EXTRACTED TEXT.
My 5 cents is that Stan is already flexible enough to let you code any necessary constraints - and nesting constraints in the order “built-in first, custom second” is also possible (if I understand the meaning of “nested constraints” correctly). So allowing “custom first, built-in second” - while definitely helpful in some cases - won’t IMHO bring a very big benefit. IMHO the only thing that’s not possible in the current version is to have a custom transform not apply the Jacobian correction when running optimizing (as you’ve already proposed some time ago: e.g., here and here and as I discussed here). So just wanted to +1 the idea while you are discussing constraints. It’s mildly related to some work I try to do with SBC for approximate algorithms, but it is not particularly blocking me on any specific project (and when truly needed, one can pass a boolean is_optimizing as data, it’s just not very elegant).

Thanks once again for all the work going into the language!

I vote to move the meeting up a week. I’d like to discuss the future of Stan2TFP and other non-C++ backends and how we’d like them to live/coexist in the stanc3 project

Right. It’d be possible to code all of our constraints by hand using only the real type. So the question isn’t about adding expressiveness, but adding convenience. I like to ask myself if programs would be easier to write or easier to read with a feature. User-defined functions is a good example feature for comparison. They literally don’t add any expressiveness to the language (even mutual recursion can be unrolled into an iterative loop that gets inlined in place of any function call).

Right now, user-defined transforms get spread out over the parameters, transformed parameters (the actual transform) and model block (the Jacobian adjustment). So I’m wondering whether there’d be a way to encapsulate all of that in a way that’d be more understandable. For instance, compare this:

functions {
  vector my_simplex_constrain(vector x) { ... }
  real my_simplex_constrain_jacobian(vector x, vector y) { ... }
  vector my_simplex_unconstrain(vector y) { ... }
}
...
parameters {
  my_simplex[K] x;
}

vs. something like this with the same functions:

parameters {
  vector[K - 1] x_raw;
...
transformed parameters {
  vector[K] x = my_simplex_constrain(x_raw);
...
model {
  target += my_simplex_jacobian(x_raw, x);
}

There’s also the issue that this won’t work with initialization properly (where we use unconstrain to map user-supplied values to the unconstrained scale)—that’ll all have to be done by hand on the outside.

Records from a point labeling set
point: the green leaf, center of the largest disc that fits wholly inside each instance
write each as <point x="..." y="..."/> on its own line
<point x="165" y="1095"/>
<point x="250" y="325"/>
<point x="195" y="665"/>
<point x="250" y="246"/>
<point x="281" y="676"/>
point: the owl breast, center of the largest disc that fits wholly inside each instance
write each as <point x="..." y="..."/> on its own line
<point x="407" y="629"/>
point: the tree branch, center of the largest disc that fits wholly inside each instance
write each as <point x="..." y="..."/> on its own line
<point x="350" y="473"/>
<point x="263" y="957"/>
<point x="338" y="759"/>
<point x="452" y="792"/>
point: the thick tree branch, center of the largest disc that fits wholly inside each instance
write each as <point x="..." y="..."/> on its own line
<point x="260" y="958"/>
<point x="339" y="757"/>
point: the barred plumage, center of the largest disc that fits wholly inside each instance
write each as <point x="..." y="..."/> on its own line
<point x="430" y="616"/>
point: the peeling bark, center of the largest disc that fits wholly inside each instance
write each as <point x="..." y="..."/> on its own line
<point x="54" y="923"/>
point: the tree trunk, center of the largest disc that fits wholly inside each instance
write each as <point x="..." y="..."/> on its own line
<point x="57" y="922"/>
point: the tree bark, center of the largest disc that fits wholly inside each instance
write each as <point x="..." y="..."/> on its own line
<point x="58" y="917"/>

WRITTEN TASKS.
a. Reproduce the passage of the Stan constraints discussion from "vs. something like" to "on the outside.".
b. Carry on the Stan constraints discussion, starting right after its last sentence.

ANSWERS BY TASK.
a.
vs. something like this with the same functions:

parameters {
  vector[K - 1] x_raw;
...
transformed parameters {
  vector[K] x = my_simplex_constrain(x_raw);
...
model {
  target += my_simplex_jacobian(x_raw, x);
}

There’s also the issue that this won’t work with initialization properly (where we use unconstrain to map user-supplied values to the unconstrained scale)—that’ll all have to be done by hand on the outside.

b.
P.S. Rather than get dinged for more inappropriate behavior, I’ll leave it to you to decide where this kind of discussion goes on the forums. I was just trying to report the minutes of the meetings here, not open a larger discussion on language features. So feel free to move this or even delete it.

2 Likes

OK, let’s move the meeting up a week, as I’d like to be able to attend, too, and nobody else responded. So the next meeting will be:

  • 7 October 2021, 10 am NY Time (1 hr before the Stan meeting)

I’ll revise the top post to match.

2 Likes

I agree that convenience is important. The intro I gave was probably a distraction and I should have said something more like “Hey, while you are discussing constraints, could you also consider this? No pressure, but it would IMHO kind of help.” and just avoid the rest. Agree that meeting thread is usually not a good place for long discussions about design and those deserve their own topics. I think the meeting thread could be a good place for people watching from the sidelines to provide brief feedback/wishes/thanks/… as I don’t think those would work well elsewhere. But I think that the meeting organizers are free to setup a mechanism that works best for them for getting feedback from the community, so its mostly up to you.

Thanks again for running the meetings.

If anyone would like to get the Google invite for the meeting, please let me know. I’ll set up a standing invite for the second Tuesday of the month starting next month.

Please also let me know if there are agenda items for this meeting.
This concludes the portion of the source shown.